Exercise goal ::
From the data that follows, copy every line holding the string "handle".

Annotated photo localization data:

*** Block opens ***

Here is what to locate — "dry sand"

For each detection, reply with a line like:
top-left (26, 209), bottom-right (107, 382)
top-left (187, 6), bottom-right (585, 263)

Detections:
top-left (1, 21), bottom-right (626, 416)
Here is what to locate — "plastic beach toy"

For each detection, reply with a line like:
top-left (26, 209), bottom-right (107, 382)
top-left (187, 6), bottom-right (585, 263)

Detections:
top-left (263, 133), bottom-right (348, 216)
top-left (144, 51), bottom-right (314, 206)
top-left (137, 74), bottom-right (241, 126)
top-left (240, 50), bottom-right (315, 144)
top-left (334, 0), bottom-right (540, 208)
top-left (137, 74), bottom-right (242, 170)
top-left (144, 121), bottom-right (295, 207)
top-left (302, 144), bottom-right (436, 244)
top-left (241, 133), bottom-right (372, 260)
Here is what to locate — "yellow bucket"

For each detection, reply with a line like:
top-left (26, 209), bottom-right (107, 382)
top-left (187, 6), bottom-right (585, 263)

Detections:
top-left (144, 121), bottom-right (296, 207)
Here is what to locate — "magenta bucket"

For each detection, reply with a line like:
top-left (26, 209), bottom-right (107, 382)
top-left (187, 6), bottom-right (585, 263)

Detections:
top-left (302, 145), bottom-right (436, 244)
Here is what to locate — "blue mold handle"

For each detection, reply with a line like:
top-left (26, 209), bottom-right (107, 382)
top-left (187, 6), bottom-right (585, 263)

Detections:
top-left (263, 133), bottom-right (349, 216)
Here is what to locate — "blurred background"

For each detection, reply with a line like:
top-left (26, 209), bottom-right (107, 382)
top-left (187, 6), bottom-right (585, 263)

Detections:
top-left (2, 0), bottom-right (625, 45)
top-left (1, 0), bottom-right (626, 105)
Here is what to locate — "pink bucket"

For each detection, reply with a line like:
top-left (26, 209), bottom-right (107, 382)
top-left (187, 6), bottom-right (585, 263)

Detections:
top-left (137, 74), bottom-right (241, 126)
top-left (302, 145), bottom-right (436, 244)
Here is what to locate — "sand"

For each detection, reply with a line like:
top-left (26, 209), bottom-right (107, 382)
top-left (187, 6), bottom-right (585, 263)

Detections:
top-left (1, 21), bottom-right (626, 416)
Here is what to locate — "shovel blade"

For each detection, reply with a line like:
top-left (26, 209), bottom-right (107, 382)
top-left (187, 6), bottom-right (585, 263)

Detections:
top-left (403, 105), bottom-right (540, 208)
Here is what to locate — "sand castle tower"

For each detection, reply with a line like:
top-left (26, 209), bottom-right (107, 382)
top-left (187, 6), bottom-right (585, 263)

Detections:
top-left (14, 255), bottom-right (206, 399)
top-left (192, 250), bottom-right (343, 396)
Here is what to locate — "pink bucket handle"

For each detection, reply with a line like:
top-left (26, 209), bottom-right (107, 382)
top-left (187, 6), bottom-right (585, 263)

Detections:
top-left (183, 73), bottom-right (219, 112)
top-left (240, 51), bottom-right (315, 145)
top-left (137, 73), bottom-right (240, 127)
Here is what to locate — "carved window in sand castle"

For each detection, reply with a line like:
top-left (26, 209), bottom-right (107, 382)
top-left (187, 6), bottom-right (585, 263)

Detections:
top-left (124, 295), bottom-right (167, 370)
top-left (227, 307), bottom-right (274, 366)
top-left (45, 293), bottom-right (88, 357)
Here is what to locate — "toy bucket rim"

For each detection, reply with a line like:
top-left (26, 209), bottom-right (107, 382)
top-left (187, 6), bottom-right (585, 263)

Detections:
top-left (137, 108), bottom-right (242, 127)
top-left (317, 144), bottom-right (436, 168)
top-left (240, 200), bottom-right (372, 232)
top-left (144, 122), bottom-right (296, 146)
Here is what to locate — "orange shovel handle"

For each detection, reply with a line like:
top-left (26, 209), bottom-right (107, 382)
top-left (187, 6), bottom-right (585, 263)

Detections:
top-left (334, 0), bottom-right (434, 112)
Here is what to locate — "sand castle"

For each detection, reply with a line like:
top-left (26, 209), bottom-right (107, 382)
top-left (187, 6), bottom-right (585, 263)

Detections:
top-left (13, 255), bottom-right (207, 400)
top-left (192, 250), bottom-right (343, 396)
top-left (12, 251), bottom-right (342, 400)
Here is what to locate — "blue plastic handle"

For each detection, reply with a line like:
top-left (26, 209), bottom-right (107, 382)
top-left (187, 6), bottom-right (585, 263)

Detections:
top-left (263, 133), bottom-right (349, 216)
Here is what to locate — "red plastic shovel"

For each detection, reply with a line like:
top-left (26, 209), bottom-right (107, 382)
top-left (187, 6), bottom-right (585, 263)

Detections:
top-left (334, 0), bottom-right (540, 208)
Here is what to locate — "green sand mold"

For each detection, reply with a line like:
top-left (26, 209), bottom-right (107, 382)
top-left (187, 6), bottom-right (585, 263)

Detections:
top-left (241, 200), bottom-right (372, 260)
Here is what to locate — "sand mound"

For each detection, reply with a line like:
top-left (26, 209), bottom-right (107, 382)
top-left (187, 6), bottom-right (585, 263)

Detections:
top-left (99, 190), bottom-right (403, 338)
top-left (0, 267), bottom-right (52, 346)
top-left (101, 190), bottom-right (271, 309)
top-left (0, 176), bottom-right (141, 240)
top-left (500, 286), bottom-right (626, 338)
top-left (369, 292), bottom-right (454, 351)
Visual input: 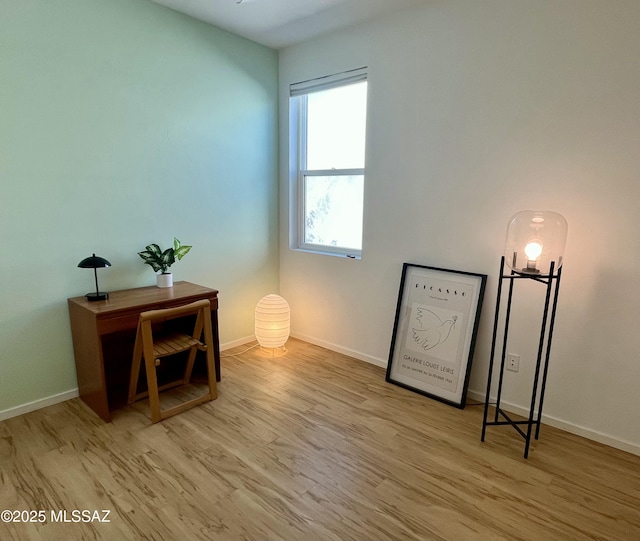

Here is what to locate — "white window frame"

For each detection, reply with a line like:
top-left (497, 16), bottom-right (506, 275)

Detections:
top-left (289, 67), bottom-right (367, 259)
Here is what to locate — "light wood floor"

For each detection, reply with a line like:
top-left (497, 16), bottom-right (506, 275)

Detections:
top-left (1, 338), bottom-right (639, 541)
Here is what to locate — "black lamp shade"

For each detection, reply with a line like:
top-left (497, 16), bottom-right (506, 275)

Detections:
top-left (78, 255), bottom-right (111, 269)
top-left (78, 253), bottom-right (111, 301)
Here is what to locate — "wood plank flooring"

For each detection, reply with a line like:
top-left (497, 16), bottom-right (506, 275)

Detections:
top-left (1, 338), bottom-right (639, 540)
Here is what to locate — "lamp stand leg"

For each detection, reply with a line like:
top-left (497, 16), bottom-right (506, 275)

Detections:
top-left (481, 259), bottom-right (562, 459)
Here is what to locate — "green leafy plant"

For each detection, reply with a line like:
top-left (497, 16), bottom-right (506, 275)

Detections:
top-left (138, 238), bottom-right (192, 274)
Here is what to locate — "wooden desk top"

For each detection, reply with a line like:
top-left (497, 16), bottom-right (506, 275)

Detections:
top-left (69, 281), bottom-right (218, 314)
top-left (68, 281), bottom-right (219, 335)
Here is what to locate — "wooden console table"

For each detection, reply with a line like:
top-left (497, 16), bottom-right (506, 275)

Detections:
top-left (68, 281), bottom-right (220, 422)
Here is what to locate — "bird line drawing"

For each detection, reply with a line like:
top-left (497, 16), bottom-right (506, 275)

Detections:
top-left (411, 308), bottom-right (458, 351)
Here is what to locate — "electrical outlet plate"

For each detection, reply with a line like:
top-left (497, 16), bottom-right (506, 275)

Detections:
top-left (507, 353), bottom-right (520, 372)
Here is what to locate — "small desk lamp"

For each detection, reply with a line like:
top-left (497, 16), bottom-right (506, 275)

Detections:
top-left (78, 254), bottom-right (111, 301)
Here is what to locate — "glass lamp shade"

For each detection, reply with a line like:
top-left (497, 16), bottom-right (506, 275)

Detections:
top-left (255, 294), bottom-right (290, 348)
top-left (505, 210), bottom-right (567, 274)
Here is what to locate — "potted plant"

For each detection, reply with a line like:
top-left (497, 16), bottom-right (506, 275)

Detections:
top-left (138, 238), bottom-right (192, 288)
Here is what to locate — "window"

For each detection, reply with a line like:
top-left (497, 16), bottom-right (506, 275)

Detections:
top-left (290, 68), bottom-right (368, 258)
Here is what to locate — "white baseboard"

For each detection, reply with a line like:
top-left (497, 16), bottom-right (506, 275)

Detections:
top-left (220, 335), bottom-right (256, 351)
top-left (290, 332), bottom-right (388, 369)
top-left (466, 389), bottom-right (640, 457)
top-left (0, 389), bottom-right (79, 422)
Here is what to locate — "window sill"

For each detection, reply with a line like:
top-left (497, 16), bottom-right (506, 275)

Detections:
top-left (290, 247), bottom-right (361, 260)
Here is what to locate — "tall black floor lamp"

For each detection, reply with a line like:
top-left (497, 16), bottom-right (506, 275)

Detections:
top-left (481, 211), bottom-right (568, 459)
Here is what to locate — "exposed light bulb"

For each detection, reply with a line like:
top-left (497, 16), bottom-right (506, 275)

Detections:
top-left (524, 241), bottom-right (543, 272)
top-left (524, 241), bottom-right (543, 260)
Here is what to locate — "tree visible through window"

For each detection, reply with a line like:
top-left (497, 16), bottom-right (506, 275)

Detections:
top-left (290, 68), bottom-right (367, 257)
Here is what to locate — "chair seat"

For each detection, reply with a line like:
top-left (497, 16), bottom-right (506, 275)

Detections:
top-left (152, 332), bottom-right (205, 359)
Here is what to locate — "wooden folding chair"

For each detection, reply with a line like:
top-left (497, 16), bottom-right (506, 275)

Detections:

*** Block closes ***
*** Block opens ***

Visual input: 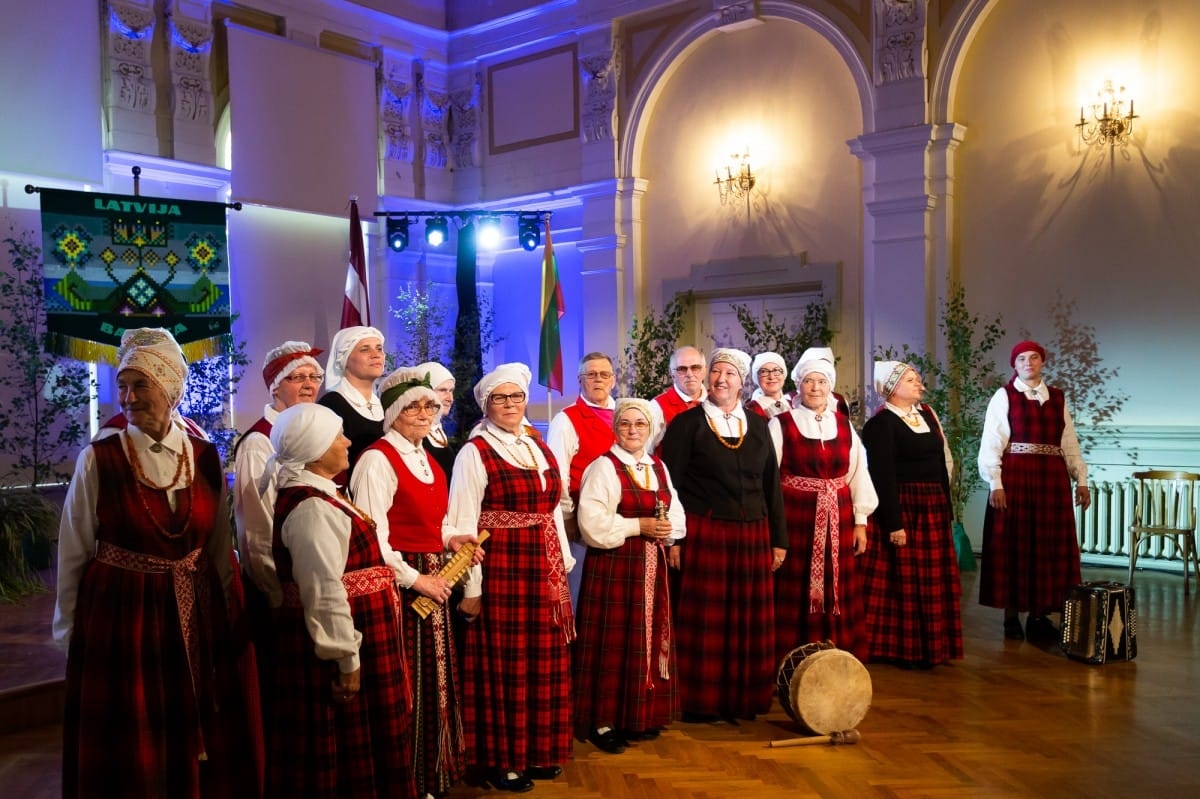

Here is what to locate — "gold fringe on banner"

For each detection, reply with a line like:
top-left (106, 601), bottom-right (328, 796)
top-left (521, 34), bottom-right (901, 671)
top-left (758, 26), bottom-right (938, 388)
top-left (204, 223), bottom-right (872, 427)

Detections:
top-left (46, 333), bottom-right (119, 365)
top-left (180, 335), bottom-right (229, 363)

*** Block closes ***

Your response ::
Here is what to locate — "blue mold handle"
Here is what to locate — "pink bucket handle"
Here is what to locate — "orange shovel handle"
Here is what to locate — "blue plastic handle"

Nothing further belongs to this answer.